(Some material)
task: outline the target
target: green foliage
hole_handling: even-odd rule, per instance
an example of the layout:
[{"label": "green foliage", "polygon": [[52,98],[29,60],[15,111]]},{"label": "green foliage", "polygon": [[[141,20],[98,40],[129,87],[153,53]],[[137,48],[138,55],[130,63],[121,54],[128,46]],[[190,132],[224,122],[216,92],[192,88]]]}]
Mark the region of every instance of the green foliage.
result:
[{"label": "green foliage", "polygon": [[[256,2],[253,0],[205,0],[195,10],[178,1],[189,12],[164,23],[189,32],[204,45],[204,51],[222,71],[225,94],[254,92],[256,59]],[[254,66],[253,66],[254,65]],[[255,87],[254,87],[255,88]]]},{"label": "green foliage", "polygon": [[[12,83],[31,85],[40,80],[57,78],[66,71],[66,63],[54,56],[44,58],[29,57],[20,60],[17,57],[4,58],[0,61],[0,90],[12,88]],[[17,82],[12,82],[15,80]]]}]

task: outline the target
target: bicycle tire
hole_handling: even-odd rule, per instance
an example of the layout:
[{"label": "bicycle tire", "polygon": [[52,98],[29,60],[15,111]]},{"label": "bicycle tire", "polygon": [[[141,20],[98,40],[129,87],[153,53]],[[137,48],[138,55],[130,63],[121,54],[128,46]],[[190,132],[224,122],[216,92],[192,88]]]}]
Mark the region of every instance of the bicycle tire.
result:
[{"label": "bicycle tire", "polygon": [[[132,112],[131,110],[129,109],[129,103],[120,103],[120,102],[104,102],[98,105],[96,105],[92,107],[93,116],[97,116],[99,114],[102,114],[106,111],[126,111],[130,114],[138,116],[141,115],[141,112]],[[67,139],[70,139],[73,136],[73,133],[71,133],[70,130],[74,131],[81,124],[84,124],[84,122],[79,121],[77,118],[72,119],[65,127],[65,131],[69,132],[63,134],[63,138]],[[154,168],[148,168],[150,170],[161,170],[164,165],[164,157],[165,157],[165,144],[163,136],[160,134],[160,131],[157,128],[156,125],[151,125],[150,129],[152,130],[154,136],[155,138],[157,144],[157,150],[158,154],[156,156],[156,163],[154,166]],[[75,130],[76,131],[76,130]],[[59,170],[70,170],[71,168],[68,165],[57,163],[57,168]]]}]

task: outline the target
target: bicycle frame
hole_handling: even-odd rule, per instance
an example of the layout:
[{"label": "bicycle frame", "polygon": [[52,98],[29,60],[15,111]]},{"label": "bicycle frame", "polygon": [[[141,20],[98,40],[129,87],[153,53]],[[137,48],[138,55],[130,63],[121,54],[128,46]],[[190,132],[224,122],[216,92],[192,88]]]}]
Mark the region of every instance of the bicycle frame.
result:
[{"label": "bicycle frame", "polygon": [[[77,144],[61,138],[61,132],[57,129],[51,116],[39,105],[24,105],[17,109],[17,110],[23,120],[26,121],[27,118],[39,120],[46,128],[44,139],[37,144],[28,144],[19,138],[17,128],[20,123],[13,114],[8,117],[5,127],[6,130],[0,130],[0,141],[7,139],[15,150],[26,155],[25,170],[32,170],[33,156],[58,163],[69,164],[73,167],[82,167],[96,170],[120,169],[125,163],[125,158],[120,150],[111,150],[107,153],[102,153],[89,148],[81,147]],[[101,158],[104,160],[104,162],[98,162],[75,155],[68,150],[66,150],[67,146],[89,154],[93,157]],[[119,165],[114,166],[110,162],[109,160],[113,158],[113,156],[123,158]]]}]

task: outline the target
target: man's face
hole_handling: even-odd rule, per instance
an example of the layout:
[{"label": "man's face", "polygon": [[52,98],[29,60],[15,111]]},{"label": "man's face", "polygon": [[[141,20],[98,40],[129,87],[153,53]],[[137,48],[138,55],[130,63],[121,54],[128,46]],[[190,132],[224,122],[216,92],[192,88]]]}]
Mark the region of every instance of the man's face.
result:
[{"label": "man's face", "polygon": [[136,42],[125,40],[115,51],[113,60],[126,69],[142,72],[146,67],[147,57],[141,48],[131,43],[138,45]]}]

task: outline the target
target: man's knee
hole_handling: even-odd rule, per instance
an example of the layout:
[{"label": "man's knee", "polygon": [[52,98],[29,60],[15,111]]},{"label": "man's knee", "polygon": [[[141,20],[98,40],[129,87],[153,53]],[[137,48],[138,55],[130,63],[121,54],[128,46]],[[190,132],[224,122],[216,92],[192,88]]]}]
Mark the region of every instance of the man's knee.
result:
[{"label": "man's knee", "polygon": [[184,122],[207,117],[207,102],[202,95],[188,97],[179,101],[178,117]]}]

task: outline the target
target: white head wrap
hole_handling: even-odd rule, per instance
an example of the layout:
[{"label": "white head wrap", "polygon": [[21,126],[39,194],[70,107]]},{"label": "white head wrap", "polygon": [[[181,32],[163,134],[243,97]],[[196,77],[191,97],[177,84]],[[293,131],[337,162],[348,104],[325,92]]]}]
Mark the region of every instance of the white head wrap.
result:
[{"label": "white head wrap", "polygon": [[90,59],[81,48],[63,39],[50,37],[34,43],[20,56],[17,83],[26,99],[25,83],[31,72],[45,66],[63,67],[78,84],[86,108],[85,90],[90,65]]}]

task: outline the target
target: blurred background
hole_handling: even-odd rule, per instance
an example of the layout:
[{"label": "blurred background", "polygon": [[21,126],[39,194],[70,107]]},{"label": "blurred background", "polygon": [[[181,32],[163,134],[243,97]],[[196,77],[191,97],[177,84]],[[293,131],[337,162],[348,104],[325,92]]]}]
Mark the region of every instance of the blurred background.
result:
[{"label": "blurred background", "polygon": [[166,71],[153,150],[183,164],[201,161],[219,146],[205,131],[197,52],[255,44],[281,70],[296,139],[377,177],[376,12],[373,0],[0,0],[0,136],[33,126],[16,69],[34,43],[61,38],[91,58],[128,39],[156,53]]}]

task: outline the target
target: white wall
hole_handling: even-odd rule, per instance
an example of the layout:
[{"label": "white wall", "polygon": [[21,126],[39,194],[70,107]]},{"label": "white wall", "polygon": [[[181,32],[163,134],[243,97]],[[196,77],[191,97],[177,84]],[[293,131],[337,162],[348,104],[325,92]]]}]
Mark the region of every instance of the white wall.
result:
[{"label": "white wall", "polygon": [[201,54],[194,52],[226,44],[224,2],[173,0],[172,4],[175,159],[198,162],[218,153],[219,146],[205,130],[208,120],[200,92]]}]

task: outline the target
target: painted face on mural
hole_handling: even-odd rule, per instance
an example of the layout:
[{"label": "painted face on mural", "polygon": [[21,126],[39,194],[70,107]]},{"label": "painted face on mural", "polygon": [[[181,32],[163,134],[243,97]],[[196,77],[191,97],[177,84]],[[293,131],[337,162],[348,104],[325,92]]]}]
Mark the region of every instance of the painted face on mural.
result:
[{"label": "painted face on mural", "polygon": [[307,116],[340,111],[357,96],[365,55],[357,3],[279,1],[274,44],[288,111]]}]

Work instructions | Lay out all of the material above as a two-column CSV headed "prompt" and "output", one row per result. Put each block's text up to its "result:" line in "prompt" and that result in "output", each as one quoted field with line breaks replaced by spaces.

Written answer |
prompt,output
"task: outline the target target: green foliage hole_handling: even-odd rule, per instance an example of the layout: [{""label"": ""green foliage"", ""polygon"": [[52,98],[29,60],[15,111]]},{""label"": ""green foliage"", ""polygon"": [[[141,20],[98,40],[129,87],[153,53]],[[137,48],[138,55],[130,63],[121,54],[128,46]],[[190,132],[224,122],[216,92],[192,88]]]}] Mark the region of every instance of the green foliage. result:","[{""label"": ""green foliage"", ""polygon"": [[[256,2],[253,0],[205,0],[195,10],[178,1],[189,12],[164,23],[189,32],[204,45],[204,51],[222,71],[225,94],[254,92],[256,59]],[[254,66],[253,66],[254,65]],[[255,87],[254,87],[255,88]]]},{""label"": ""green foliage"", ""polygon"": [[[12,83],[31,85],[40,80],[57,78],[66,71],[66,63],[54,56],[44,58],[29,57],[20,60],[17,57],[4,58],[0,61],[0,90],[12,88]],[[17,82],[12,82],[15,80]]]}]"
"task: outline the target target: bicycle tire hole_handling: even-odd rule, per instance an example of the layout: [{""label"": ""bicycle tire"", ""polygon"": [[52,98],[29,60],[15,111]]},{""label"": ""bicycle tire"", ""polygon"": [[[141,20],[98,40],[129,87],[153,53]],[[137,48],[138,55],[130,63],[121,54],[128,46]],[[190,132],[224,122],[216,92],[192,88]]]}] Mark the region of every instance of the bicycle tire. result:","[{""label"": ""bicycle tire"", ""polygon"": [[[132,112],[131,110],[129,109],[129,103],[120,103],[120,102],[104,102],[98,105],[96,105],[92,107],[93,116],[97,116],[99,114],[102,114],[106,111],[126,111],[130,114],[138,116],[141,115],[141,112]],[[67,139],[70,139],[73,136],[73,133],[71,133],[70,130],[74,131],[81,124],[84,124],[84,122],[79,121],[77,118],[72,119],[65,127],[65,131],[69,132],[63,134],[63,138]],[[154,168],[148,168],[150,170],[161,170],[164,165],[164,157],[165,157],[165,144],[163,136],[160,134],[160,131],[157,128],[156,125],[151,125],[150,129],[152,130],[154,136],[155,138],[157,144],[157,150],[158,154],[156,156],[156,163],[154,166]],[[75,130],[76,131],[76,130]],[[59,170],[70,170],[71,168],[68,165],[57,163],[57,168]]]}]"
"task: outline the target target: bicycle frame hole_handling: even-odd rule, per instance an example of the layout: [{""label"": ""bicycle frame"", ""polygon"": [[52,98],[29,60],[15,111]]},{""label"": ""bicycle frame"", ""polygon"": [[[141,20],[98,40],[129,87],[153,53]],[[137,48],[138,55],[130,63],[121,54],[128,46]],[[190,132],[224,122],[216,92],[192,88]]]}] Mark the region of every instance of the bicycle frame. result:","[{""label"": ""bicycle frame"", ""polygon"": [[[77,144],[61,138],[61,132],[57,129],[51,116],[39,105],[24,105],[17,109],[17,110],[23,120],[26,121],[27,118],[39,120],[46,128],[44,139],[37,144],[28,144],[19,138],[17,128],[20,123],[13,114],[8,117],[5,127],[6,130],[0,130],[0,141],[7,139],[15,150],[26,155],[25,170],[32,170],[33,156],[58,163],[69,164],[73,167],[82,167],[96,170],[120,169],[125,163],[125,158],[120,150],[111,150],[107,153],[102,153],[89,148],[81,147]],[[101,158],[104,160],[104,162],[98,162],[75,155],[68,150],[66,150],[67,146],[89,154],[93,157]],[[119,165],[114,166],[110,162],[109,160],[113,158],[113,156],[123,158]]]}]"
"task: outline the target target: man's face hole_handling: even-odd rule, per instance an example of the layout: [{""label"": ""man's face"", ""polygon"": [[52,98],[29,60],[15,111]]},{""label"": ""man's face"", ""polygon"": [[[141,20],[98,40],[129,87],[153,53]],[[137,48],[138,55],[130,63],[121,54],[128,46]],[[190,132],[224,122],[216,92],[192,88]]]}] Mark the region of every instance of the man's face. result:","[{""label"": ""man's face"", ""polygon"": [[136,42],[125,40],[115,51],[113,60],[126,69],[142,72],[146,67],[147,57],[141,48],[131,43],[138,45]]}]"
"task: outline the target target: man's knee hole_handling: even-odd rule, per instance an example of the layout: [{""label"": ""man's knee"", ""polygon"": [[52,98],[29,60],[15,111]]},{""label"": ""man's knee"", ""polygon"": [[[141,20],[98,40],[129,87],[153,53]],[[137,48],[138,55],[130,63],[121,54],[128,46]],[[190,132],[224,122],[216,92],[192,88]]]}] Mark the region of every instance of the man's knee. result:","[{""label"": ""man's knee"", ""polygon"": [[184,122],[207,117],[207,102],[202,95],[188,97],[179,101],[178,117]]}]"
"task: outline the target target: white head wrap hole_handling: even-odd rule, per instance an example of the layout: [{""label"": ""white head wrap"", ""polygon"": [[21,126],[39,194],[70,107]]},{""label"": ""white head wrap"", ""polygon"": [[[181,32],[163,134],[243,97]],[[196,77],[191,97],[177,84]],[[293,131],[337,162],[348,104],[325,92]]]}] Mark the region of every instance of the white head wrap. result:","[{""label"": ""white head wrap"", ""polygon"": [[90,59],[81,48],[63,39],[50,37],[34,43],[20,56],[17,83],[26,99],[25,83],[31,72],[45,66],[63,67],[78,84],[86,108],[85,90],[90,65]]}]"
"task: outline the target target: blurred background hole_handling: even-odd rule, per instance an example of the layout: [{""label"": ""blurred background"", ""polygon"": [[21,126],[39,194],[70,107]]},{""label"": ""blurred background"", ""polygon"": [[[181,32],[163,134],[243,97]],[[196,77],[191,97],[177,84]],[[293,131],[337,162],[348,104],[325,92]]]}] Mark the region of every instance of the blurred background. result:","[{""label"": ""blurred background"", ""polygon"": [[166,71],[153,150],[183,164],[201,161],[219,146],[205,131],[197,52],[255,44],[281,70],[296,139],[377,177],[376,12],[373,0],[0,0],[0,136],[33,126],[16,69],[34,43],[61,38],[91,58],[128,39],[156,53]]}]"
"task: outline the target target: white wall hole_handling: even-odd rule, per instance an example of the layout: [{""label"": ""white wall"", ""polygon"": [[21,126],[39,194],[70,107]]},{""label"": ""white wall"", ""polygon"": [[[181,32],[163,134],[243,97]],[[196,77],[191,97],[177,84]],[[293,131],[337,162],[348,104],[325,92]]]}] Mark the region of every instance of the white wall. result:","[{""label"": ""white wall"", ""polygon"": [[201,54],[194,52],[226,44],[224,2],[173,0],[172,4],[175,159],[198,162],[218,153],[219,146],[205,130],[208,120],[200,92]]}]"
"task: outline the target target: painted face on mural hole_handling: even-odd rule, per instance an example of the layout: [{""label"": ""painted face on mural"", ""polygon"": [[21,126],[39,194],[70,107]]},{""label"": ""painted face on mural"", ""polygon"": [[[181,32],[163,134],[243,97]],[[196,77],[191,97],[177,84]],[[293,131],[337,162],[348,104],[325,92]]]}] Mark the region of every instance of the painted face on mural. result:","[{""label"": ""painted face on mural"", ""polygon"": [[307,116],[340,111],[357,96],[365,55],[357,3],[279,1],[274,44],[288,111]]}]"